§ **TEXT PROVIDED**
Start
The Kansas Rules of Professional Conduct (KRPC) and the American Bar Association Standards of Criminal Justice instruct on prosecutorial comment. Our rules of conduct clearly and unequivocally say that it is improper for a lawyer to comment on a witness' credibility.
KRPC 3.4 (1999 Kan. Ct. R. Annot. 369-70) states:
"A lawyer shall not:
. . . .
"(e) in trial, allude to any matter that the lawyer does not reasonably believe is relevant or that will not be supported by admissible evidence, assert personal knowledge of facts in issue except when testifying as a witness, or state a personal opinion as to the justness of a cause, the credibility of a witness, the culpability of a civil litigant or the guilt or innocence of an accused." (Emphasis added.)
The ABA standards for prosecutors say:
"(a) In closing argument to the jury, the prosecutor may argue all reasonable inferences from evidence in the record. The prosecutor should not intentionally misstate the evidence or mislead the jury as to the inferences it may draw.
"(b) The prosecutor should not express his or her personal belief or opinion as to the truth or falsity of any testimony or evidence or the guilt of the defendant." 1 ABA Standards for Criminal Justice, Prosecution Function and Defense Function, Standard 3-5.8 (3d ed. 1993).
Both the prosecutor and the trial judge have a responsibility to ensure that closing argument is kept within the proper bounds. ABA Standard 3-5.8(e).
End
§ **EXTRACTED INFORMATION**
Start
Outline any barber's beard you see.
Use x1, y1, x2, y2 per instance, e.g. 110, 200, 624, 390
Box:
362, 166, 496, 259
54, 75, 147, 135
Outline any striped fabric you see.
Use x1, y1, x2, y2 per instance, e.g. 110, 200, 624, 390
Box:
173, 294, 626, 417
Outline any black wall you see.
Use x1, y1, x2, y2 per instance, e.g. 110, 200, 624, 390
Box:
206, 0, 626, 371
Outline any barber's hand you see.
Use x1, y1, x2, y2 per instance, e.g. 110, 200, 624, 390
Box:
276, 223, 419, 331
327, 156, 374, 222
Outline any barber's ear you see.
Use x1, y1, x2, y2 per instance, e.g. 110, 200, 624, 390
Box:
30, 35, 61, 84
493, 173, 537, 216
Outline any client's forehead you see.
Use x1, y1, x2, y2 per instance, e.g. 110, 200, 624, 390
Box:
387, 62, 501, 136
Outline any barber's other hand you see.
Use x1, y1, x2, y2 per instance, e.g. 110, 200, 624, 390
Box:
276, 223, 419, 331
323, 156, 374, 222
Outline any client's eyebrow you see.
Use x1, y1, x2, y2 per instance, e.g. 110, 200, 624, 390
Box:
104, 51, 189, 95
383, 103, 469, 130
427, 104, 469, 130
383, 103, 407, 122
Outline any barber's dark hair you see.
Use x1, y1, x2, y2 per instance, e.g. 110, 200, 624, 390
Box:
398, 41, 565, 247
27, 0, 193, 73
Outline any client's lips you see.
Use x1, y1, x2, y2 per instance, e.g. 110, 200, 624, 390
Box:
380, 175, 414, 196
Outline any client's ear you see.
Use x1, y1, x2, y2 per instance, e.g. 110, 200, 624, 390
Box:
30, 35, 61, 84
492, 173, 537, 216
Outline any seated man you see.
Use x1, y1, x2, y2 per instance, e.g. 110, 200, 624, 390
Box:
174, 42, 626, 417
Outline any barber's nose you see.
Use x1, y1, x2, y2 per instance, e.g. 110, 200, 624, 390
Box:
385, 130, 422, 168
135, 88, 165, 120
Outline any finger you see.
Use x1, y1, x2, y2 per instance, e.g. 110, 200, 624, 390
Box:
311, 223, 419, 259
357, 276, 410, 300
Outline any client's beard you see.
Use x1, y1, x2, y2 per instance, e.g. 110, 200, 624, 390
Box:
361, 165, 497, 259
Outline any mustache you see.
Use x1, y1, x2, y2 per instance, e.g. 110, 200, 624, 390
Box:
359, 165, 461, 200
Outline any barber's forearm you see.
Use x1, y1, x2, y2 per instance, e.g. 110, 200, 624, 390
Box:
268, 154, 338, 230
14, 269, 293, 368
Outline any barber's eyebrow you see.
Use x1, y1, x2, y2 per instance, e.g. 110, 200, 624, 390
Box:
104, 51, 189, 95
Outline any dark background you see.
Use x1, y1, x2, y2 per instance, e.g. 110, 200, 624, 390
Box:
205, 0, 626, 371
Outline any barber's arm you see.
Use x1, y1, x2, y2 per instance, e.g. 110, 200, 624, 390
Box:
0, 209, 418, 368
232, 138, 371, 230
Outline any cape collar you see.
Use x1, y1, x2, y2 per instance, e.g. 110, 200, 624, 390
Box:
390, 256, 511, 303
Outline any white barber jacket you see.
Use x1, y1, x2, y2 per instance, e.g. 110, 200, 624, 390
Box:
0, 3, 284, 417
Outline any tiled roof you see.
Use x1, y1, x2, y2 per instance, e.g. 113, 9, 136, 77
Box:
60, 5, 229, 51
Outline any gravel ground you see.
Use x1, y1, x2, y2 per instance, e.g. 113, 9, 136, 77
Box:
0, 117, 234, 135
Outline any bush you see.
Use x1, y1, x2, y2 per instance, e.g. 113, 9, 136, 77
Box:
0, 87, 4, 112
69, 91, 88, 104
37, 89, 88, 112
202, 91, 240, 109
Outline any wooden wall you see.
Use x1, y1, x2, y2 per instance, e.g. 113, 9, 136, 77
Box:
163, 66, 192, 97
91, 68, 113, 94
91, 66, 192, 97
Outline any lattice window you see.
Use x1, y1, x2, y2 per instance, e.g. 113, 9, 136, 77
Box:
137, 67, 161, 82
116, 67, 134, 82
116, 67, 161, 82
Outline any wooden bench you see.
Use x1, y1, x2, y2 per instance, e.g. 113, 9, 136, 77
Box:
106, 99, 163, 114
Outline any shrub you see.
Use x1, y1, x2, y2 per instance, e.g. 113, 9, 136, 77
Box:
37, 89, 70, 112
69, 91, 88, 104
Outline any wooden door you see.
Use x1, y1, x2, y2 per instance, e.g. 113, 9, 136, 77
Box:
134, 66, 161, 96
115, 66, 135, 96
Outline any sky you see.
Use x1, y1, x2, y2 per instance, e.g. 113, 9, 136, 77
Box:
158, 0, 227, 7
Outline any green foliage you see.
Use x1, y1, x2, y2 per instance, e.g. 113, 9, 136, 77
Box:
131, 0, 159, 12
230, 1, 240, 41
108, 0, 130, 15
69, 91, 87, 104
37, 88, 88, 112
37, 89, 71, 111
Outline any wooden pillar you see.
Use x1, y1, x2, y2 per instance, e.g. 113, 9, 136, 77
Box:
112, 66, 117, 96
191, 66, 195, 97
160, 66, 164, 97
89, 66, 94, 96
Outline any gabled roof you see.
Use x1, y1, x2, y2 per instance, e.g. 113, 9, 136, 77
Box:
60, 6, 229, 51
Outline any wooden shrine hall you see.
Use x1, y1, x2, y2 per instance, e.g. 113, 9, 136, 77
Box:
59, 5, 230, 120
End
§ **AIM 1**
In the text on prosecutorial comment, who is responsible for keeping closing argument within proper bounds?
§ **AIM 2**
Copy the text on prosecutorial comment word for word from "KRPC 3.4 (1999" up to and including "it may draw.".
The items are material of their own, apart from the text on prosecutorial comment.

§ **EXERCISE RESPONSE 1**
Both the prosecutor and the trial judge.

§ **EXERCISE RESPONSE 2**
KRPC 3.4 (1999 Kan. Ct. R. Annot. 369-70) states:
"A lawyer shall not:
. . . .
"(e) in trial, allude to any matter that the lawyer does not reasonably believe is relevant or that will not be supported by admissible evidence, assert personal knowledge of facts in issue except when testifying as a witness, or state a personal opinion as to the justness of a cause, the credibility of a witness, the culpability of a civil litigant or the guilt or innocence of an accused." (Emphasis added.)
The ABA standards for prosecutors say:
"(a) In closing argument to the jury, the prosecutor may argue all reasonable inferences from evidence in the record. The prosecutor should not intentionally misstate the evidence or mislead the jury as to the inferences it may draw.